Description of the task: Copy the material below from the line containing "Expected: one pin per instance of the sandy" through the end, requests included, and give only those lines. Shift every point coordinate in the answers up by 137, leaving all other numbers unchanged.

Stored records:
======

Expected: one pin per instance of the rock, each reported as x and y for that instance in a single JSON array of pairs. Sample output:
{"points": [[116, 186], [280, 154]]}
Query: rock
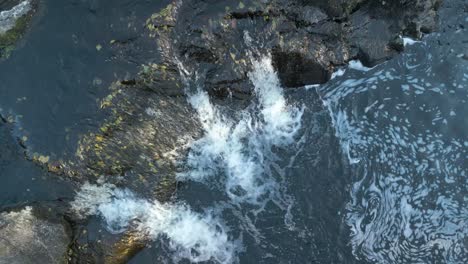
{"points": [[33, 235], [149, 121], [14, 20], [308, 39]]}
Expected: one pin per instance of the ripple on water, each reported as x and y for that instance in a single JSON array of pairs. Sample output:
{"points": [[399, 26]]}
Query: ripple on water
{"points": [[400, 126]]}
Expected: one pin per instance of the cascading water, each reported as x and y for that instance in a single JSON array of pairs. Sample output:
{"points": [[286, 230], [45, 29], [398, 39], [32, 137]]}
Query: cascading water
{"points": [[240, 149], [401, 126]]}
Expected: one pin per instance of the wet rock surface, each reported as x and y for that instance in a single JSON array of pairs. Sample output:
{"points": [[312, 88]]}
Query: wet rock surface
{"points": [[148, 121], [308, 38], [15, 17], [33, 234]]}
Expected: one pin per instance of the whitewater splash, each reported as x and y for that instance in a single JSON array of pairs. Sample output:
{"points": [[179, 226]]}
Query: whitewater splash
{"points": [[402, 129], [241, 148], [197, 237]]}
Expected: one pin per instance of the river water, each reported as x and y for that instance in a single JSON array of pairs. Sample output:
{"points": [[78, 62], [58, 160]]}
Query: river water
{"points": [[368, 168]]}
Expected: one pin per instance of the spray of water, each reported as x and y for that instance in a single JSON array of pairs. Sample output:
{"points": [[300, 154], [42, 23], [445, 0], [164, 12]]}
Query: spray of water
{"points": [[240, 148], [193, 236]]}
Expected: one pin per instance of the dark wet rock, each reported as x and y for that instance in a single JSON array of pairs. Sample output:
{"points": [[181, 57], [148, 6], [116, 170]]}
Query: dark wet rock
{"points": [[33, 234], [149, 121], [308, 39], [137, 145], [15, 17]]}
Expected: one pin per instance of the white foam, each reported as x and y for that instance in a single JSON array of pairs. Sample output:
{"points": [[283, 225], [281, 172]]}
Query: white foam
{"points": [[409, 41], [239, 147], [357, 65], [8, 18], [338, 73], [197, 237]]}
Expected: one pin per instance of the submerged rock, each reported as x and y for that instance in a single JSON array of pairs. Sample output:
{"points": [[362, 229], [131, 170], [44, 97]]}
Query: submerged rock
{"points": [[33, 235], [14, 19], [149, 121], [308, 38]]}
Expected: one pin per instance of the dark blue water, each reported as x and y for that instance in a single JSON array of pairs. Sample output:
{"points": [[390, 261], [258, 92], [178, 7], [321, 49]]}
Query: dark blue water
{"points": [[374, 171]]}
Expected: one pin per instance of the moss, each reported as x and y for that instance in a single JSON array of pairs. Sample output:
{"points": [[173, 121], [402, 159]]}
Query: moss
{"points": [[9, 38]]}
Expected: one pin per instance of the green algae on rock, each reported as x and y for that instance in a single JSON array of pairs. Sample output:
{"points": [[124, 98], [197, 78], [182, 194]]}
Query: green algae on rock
{"points": [[33, 234], [13, 24]]}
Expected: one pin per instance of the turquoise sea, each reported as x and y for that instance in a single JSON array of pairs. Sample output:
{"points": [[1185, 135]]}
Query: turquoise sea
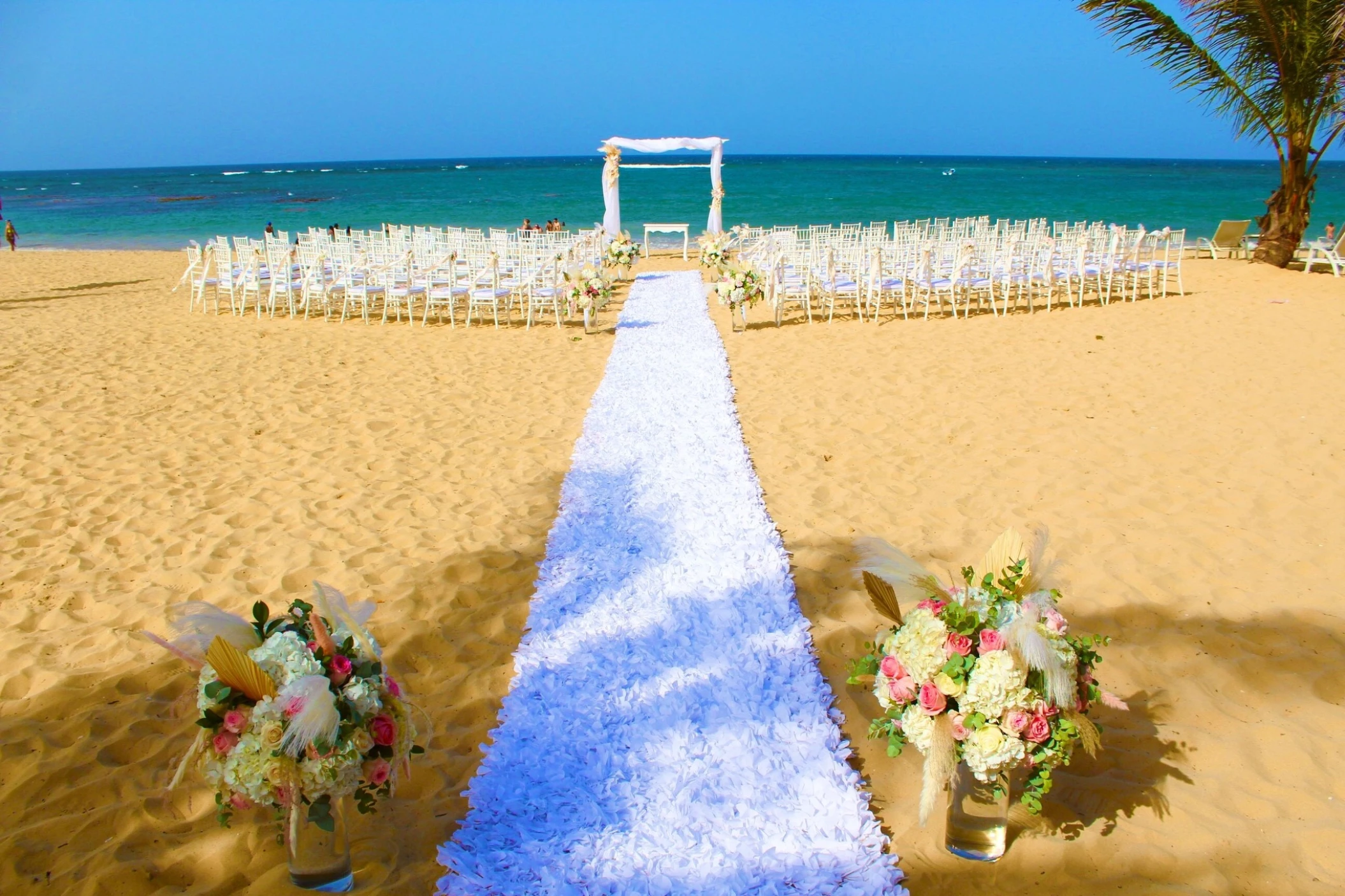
{"points": [[163, 208]]}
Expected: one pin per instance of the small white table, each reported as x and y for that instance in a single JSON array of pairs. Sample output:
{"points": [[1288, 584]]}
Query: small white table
{"points": [[669, 228]]}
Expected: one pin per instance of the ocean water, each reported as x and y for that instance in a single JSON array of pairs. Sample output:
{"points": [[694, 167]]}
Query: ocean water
{"points": [[163, 208]]}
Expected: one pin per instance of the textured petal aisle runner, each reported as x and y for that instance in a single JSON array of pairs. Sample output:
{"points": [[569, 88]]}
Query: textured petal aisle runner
{"points": [[667, 728]]}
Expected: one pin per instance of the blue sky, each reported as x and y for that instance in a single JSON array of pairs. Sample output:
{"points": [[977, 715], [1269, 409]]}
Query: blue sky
{"points": [[112, 83]]}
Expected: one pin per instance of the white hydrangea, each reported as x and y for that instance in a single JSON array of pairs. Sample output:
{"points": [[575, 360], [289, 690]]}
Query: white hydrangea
{"points": [[245, 769], [974, 599], [338, 774], [991, 749], [994, 686], [918, 727], [919, 645], [362, 696], [340, 633], [265, 711], [286, 658], [207, 676]]}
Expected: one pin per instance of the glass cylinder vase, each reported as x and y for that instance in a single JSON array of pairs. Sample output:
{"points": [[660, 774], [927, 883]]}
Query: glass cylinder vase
{"points": [[319, 858], [978, 816]]}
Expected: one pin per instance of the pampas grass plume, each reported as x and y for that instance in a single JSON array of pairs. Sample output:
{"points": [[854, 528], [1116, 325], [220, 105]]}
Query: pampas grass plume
{"points": [[316, 718], [940, 762]]}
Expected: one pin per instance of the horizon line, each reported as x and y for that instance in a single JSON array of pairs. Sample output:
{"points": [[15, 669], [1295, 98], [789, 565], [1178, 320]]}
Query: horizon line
{"points": [[597, 158]]}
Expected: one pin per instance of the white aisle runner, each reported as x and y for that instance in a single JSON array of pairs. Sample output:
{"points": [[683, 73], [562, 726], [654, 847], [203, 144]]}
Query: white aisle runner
{"points": [[667, 728]]}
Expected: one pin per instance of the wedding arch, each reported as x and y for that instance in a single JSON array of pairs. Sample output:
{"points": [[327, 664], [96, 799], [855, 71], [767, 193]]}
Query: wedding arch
{"points": [[613, 173]]}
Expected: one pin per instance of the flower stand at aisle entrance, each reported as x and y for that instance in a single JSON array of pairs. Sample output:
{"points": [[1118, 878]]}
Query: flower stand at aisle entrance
{"points": [[296, 716], [984, 677], [667, 730]]}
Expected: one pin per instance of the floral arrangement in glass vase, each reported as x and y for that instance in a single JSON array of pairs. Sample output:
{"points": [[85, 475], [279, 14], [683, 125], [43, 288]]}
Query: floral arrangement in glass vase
{"points": [[622, 252], [740, 287], [984, 672], [715, 249], [295, 711], [587, 289]]}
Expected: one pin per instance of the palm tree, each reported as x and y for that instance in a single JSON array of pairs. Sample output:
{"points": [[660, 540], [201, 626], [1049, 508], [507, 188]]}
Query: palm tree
{"points": [[1273, 66]]}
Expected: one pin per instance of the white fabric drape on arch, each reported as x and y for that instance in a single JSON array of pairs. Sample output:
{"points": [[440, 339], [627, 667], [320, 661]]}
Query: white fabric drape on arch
{"points": [[611, 174]]}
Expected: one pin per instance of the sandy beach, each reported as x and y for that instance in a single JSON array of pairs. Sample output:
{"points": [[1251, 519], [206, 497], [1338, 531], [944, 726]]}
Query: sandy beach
{"points": [[154, 456], [1185, 454]]}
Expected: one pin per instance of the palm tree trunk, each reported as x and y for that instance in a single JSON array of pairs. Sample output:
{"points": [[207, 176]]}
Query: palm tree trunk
{"points": [[1286, 212]]}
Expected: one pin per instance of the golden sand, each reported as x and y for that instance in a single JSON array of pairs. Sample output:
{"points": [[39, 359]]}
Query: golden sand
{"points": [[1188, 463], [154, 456]]}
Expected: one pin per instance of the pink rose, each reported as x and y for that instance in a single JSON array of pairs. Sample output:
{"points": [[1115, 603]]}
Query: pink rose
{"points": [[1017, 720], [903, 689], [340, 668], [377, 771], [1038, 730], [931, 700], [384, 730], [992, 639], [1056, 623]]}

======

Correct answer:
Expected: one pin per instance of the sandy beach, each reported as x and y for that instance in a single JSON array of pairs. Sample output:
{"points": [[1251, 519], [206, 497], [1338, 531], [944, 726]]}
Query: sandy beach
{"points": [[291, 593], [1322, 591]]}
Expected: one pin per instance of the palm tree trunk, each reported as x and y for that instance in a single JSON array of pairs. Sample output:
{"points": [[207, 176]]}
Query: palm tree trunk
{"points": [[1423, 349]]}
Expected: one pin per instance of the golden sand, each reported as x and y for that instance in a single JSON array of pairs. Sample output:
{"points": [[39, 359]]}
Query: golden sand
{"points": [[1325, 600], [291, 593]]}
Expected: one pin per instance of the pink rose, each reported as x and y for that instance in a single JSON array of pairs. Sample output:
{"points": [[1115, 603]]}
Query: pink rose
{"points": [[1154, 857], [1040, 826], [477, 805], [514, 908], [1175, 867], [1068, 837], [521, 867], [1129, 776], [1193, 760]]}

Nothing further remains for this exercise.